From the cervical cancer abstract, extract the passage that starts at the words "We analyzed expression" and stops after the words "endothelial cells (HUVECs).". Copy it word for word.
Provided passage: Begin
• Angiogenesis;
  • cervical carcinoma cells;
  • proliferation;
  • TSLP ;
  • vascular endothelial cells


To explore whether cervical carcinomas cells-derived thymic stromal lymphopoietin (TSLP) modulates the biologic behavior of vascular endothelial cells and herein participates in the angiogenesis in the cervical cancer pathogenesis.

Method of study

We analyzed expression of TSLP and its receptor (TSLPR) in cervical cancer cells by immunohistochemistry, ELISA, and flow cytometry, respectively. We further investigated the effects of TSLP on the proliferation, apoptosis, activation, and angiogenesis in vitro of human umbilical vein endothelial cells (HUVECs).


It has been found that the cervical cancer cells translate TSLP and endothelial cells express TSLPR in cervical cancer tissues. Both HeLa and CaSki cells secret TSLP in a time-dependent manner, and the ratio of TSLPR-positive HUVECs is about 30%. It has been showed that recombinant human TSLP (rhTSLP) can significantly increase Ki67 and CD62E expression in HUVECs and interleukin-6 (IL-6) levels from HeLa and CaSki cells; on the contrary, anti-human TSLP or TSLPR neutralizing antibody down-regulates the expression of Ki67, angiogenesis-relative molecules CD62E, and CD105 in HUVECs cocultured with HeLa or CasKi cells and inhibits IL-6 secretion from HeLa and CaSki cells. Moreover, both rhTSLP and endogenous TSLP from HeLa or CaSki cells obviously stimulate the proliferation, activation, and angiogenesis, but not influence the apoptosis of HUVECs in vitro.
Provided passage: End
Excerpted records: Begin
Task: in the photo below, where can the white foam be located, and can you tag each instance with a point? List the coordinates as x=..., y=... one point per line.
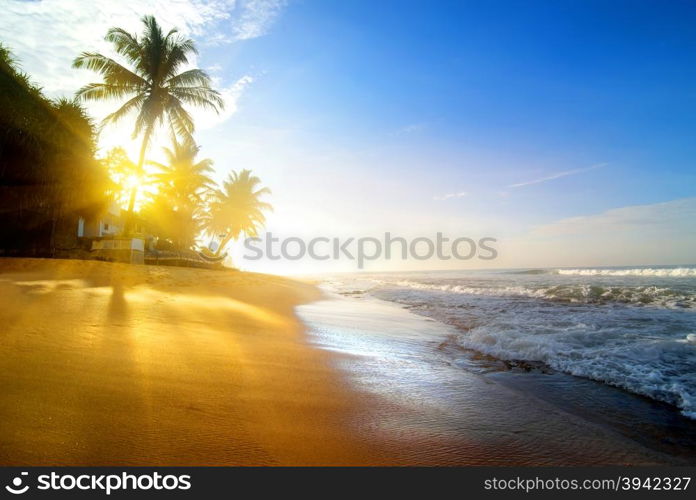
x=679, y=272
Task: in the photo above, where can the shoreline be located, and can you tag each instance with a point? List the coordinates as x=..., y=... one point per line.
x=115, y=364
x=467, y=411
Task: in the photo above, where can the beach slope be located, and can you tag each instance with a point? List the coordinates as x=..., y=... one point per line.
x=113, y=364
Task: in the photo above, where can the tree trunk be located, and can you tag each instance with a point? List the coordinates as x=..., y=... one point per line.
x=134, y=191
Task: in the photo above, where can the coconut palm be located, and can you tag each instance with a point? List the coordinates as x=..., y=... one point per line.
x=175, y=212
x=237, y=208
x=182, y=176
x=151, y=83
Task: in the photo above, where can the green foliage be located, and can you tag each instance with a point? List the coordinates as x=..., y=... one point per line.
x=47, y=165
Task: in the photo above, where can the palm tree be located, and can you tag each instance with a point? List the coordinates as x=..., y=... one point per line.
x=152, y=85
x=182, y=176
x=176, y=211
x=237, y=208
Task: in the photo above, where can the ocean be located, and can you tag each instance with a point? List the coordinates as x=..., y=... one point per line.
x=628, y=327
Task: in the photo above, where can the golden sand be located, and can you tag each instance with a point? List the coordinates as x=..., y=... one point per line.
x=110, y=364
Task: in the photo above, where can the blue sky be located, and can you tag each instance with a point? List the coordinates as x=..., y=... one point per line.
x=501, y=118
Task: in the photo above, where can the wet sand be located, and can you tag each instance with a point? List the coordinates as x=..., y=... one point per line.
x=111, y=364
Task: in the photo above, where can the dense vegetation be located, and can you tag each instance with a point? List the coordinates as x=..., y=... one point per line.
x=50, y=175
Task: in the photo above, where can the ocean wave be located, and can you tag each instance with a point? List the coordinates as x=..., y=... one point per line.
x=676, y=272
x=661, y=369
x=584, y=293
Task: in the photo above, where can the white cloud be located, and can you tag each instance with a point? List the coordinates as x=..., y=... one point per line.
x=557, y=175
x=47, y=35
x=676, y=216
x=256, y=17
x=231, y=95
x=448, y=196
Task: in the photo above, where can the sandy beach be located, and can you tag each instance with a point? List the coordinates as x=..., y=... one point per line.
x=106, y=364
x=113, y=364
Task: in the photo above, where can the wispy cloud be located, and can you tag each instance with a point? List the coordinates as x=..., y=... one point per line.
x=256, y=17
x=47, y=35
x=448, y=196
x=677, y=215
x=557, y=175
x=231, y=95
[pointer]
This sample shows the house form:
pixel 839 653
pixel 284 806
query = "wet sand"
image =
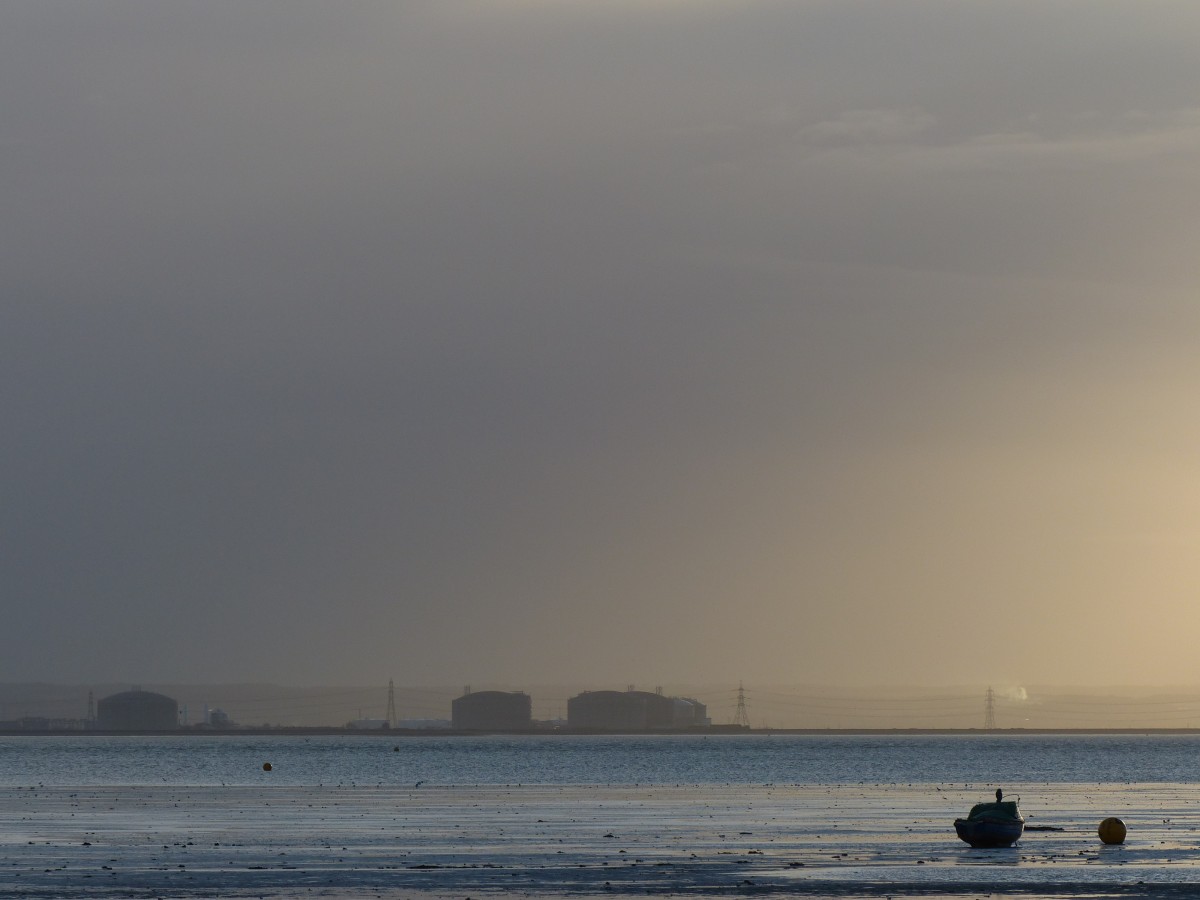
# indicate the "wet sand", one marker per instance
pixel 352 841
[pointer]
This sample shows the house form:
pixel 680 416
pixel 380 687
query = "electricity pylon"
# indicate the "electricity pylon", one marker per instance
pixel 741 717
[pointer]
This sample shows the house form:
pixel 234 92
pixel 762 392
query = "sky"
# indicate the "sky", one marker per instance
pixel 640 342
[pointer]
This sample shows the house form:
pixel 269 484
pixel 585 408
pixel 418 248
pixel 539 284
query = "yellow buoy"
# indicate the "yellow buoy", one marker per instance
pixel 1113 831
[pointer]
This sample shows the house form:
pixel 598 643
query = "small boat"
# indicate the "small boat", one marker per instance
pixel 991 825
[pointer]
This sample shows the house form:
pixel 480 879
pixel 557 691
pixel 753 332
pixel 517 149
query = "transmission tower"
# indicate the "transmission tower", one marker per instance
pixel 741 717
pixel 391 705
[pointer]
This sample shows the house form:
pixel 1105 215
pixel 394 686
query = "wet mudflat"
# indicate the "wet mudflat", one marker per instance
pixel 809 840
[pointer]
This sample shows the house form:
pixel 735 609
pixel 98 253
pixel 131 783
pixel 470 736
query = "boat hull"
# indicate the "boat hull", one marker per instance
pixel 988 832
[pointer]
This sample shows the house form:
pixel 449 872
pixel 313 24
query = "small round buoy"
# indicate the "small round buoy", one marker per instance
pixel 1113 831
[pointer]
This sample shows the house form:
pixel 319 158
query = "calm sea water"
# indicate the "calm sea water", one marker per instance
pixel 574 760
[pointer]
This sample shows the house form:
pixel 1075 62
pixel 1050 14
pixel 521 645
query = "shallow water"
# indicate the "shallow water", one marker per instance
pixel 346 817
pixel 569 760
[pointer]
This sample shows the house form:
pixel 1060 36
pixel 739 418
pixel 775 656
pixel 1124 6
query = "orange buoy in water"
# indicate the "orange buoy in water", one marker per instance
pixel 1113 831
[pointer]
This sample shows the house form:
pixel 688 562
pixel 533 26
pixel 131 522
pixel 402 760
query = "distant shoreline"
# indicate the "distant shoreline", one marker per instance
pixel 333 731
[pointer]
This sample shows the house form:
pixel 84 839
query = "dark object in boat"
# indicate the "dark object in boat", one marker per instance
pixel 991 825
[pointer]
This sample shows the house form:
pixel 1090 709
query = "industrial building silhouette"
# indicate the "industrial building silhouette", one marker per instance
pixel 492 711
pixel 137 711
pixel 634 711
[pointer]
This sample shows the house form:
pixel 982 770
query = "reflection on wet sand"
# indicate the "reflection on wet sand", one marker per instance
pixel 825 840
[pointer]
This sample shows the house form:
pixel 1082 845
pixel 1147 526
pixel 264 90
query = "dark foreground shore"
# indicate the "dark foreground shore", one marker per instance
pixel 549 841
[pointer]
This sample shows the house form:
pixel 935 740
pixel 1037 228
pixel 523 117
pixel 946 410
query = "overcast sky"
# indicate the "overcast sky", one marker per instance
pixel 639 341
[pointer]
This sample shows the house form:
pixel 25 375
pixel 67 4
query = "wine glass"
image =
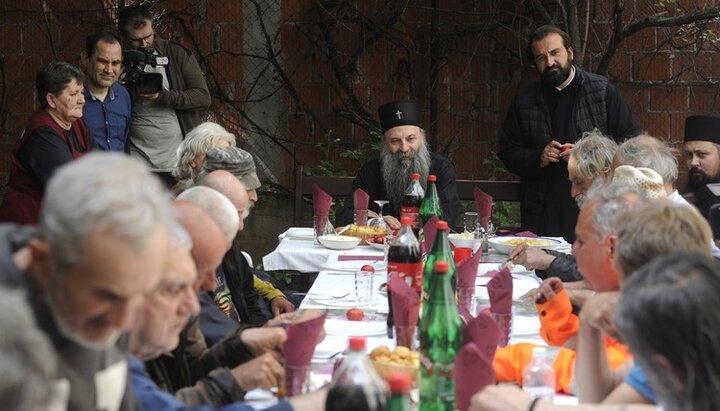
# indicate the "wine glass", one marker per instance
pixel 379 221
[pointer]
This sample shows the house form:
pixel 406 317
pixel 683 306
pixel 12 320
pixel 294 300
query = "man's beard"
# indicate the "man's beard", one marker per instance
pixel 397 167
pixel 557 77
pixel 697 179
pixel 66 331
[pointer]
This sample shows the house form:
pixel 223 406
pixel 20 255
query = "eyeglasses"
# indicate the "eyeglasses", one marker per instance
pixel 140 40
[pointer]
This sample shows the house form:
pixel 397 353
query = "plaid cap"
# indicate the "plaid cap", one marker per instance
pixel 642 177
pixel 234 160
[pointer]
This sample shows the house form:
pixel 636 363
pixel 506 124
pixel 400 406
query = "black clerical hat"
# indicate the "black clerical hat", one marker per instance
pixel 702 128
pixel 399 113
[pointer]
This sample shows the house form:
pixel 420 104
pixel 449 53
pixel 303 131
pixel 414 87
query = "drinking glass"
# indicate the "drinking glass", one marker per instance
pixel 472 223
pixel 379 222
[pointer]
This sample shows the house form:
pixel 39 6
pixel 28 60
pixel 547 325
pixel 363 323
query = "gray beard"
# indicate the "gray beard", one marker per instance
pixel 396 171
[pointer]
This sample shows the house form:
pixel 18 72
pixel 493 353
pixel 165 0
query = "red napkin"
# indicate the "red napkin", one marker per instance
Excerpted records: End
* Task response:
We analyzed expression of TSLP and its receptor (TSLPR) in cervical cancer cells by immunohistochemistry, ELISA, and flow cytometry, respectively. We further investigated the effects of TSLP on the proliferation, apoptosis, activation, and angiogenesis in vitro of human umbilical vein endothelial cells (HUVECs).